Given text:
-------------------------
Monday, October 17, 2011

Say Goodbye to Captchas, Hello to Brand Ads

“You are 31.25 times more likely to win a prize in Mega Millions than you are to click on a banner ad.”

Or so says Solve Media, a company I happened to read about while cruising around Mashable yesterday. 

If you are an advertisers, this statistic is troubling. But don’t worry to much because there is a solution.

Solve Media, started in September 2010 by Ari Jacoby and Todd Lieberman, has pioneered the TYPE-IN™ ad, which replaces captchas with ads that require consumer participation.

If you’re unclear with what a captcha is, its that weird, fuzzy bent text that appears on some websites. It is there to make sure that there is actually a person visiting the site and not an automated bot.

Bots have a hard time reading these things, but as most of us know they aren’t too easy for us humans either. I would estimate that about 25% of the time that I encounter a captcha, I don’t get it right.

In fact, a researcher at UC San Diego found that it takes us about 12 seconds on average to solve a captcha. This means that for 12 seconds consumers have to completely focus on the captcha, making it a prime location for advertisers who would love even 5 seconds of a consumer's undivided attention.

And Solve has found a way to capitalize on this real estate.

"Impressions are no longer scarce, but attention has never been scarcer. In the face of incredibly shrinking click-through rates, Solve Media delivers an engagement that makes attention more active, and aids brand message recall in a very unique way," said Ian Schafer, CEO, Deep Focus on Solve’s website.
-------------------------
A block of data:
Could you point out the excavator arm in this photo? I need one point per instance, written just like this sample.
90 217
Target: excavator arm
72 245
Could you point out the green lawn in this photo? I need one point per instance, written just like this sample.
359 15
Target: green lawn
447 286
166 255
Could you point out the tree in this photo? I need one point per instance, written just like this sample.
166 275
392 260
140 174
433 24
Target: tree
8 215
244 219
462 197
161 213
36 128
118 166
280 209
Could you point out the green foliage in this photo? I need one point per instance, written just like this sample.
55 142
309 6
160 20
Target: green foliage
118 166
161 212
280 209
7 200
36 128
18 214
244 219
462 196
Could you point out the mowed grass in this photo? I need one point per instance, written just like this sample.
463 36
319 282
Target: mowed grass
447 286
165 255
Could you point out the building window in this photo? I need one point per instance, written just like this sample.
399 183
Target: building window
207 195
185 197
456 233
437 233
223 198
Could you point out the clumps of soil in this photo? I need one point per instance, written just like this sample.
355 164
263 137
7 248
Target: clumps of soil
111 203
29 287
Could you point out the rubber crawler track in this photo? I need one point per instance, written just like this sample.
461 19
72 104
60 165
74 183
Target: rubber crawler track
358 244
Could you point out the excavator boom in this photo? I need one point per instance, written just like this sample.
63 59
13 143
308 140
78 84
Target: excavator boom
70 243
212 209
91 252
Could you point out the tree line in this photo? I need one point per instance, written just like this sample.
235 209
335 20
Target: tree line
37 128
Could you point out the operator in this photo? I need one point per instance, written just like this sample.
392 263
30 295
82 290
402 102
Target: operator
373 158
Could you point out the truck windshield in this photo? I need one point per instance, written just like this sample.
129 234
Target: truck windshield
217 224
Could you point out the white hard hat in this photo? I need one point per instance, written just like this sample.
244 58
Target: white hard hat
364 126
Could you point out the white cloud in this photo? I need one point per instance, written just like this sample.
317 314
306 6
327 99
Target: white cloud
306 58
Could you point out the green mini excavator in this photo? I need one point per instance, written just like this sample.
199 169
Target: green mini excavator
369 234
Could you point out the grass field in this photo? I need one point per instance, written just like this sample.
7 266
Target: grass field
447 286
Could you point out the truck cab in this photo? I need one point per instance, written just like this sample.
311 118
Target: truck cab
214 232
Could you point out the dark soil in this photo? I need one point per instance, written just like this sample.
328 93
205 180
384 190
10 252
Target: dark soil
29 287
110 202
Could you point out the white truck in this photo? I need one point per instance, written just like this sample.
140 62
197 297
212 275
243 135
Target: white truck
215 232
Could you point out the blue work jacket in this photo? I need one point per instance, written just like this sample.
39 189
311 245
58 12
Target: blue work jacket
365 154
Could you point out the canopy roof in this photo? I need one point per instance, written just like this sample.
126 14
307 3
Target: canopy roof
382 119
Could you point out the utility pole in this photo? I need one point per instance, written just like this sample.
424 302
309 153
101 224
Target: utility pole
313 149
-------------------------
Set task A:
Answer these questions from the captcha post:
(i) When was Solve Media started, and by whom?
(ii) According to a researcher at UC San Diego, how long does it take on average to solve a captcha?
(iii) Who is quoted in the final paragraph, and what positions does the text give for that person?
Set task B: In the records, change "utility pole" to "telephone pole" in everything from the line containing "Could you point out the white hard" down to the end of the records, and leave all else as it is. Give only those lines.
The text and the records have no connection to each other.

Full solution A:
(i) Solve Media was started in September 2010 by Ari Jacoby and Todd Lieberman.
(ii) It takes about 12 seconds on average.
(iii) Ian Schafer is quoted, and he is identified as CEO, Deep Focus.

Full solution B:
Could you point out the white hard hat in this photo? I need one point per instance, written just like this sample.
244 58
Target: white hard hat
364 126
Could you point out the white cloud in this photo? I need one point per instance, written just like this sample.
317 314
306 6
327 99
Target: white cloud
306 58
Could you point out the green mini excavator in this photo? I need one point per instance, written just like this sample.
199 169
Target: green mini excavator
369 234
Could you point out the grass field in this photo? I need one point per instance, written just like this sample.
7 266
Target: grass field
447 286
Could you point out the truck cab in this photo? I need one point per instance, written just like this sample.
311 118
Target: truck cab
214 232
Could you point out the dark soil in this photo? I need one point per instance, written just like this sample.
328 93
205 180
384 190
10 252
Target: dark soil
29 287
110 202
Could you point out the white truck in this photo? I need one point per instance, written just like this sample.
140 62
197 297
212 275
243 135
Target: white truck
215 232
Could you point out the blue work jacket in this photo? I need one point per instance, written just like this sample.
39 189
311 245
58 12
Target: blue work jacket
365 154
Could you point out the canopy roof in this photo? I need one point per instance, written just like this sample.
126 14
307 3
Target: canopy roof
382 119
Could you point out the telephone pole in this photo? I need one point per instance, written just like this sample.
424 302
309 153
101 224
Target: telephone pole
313 149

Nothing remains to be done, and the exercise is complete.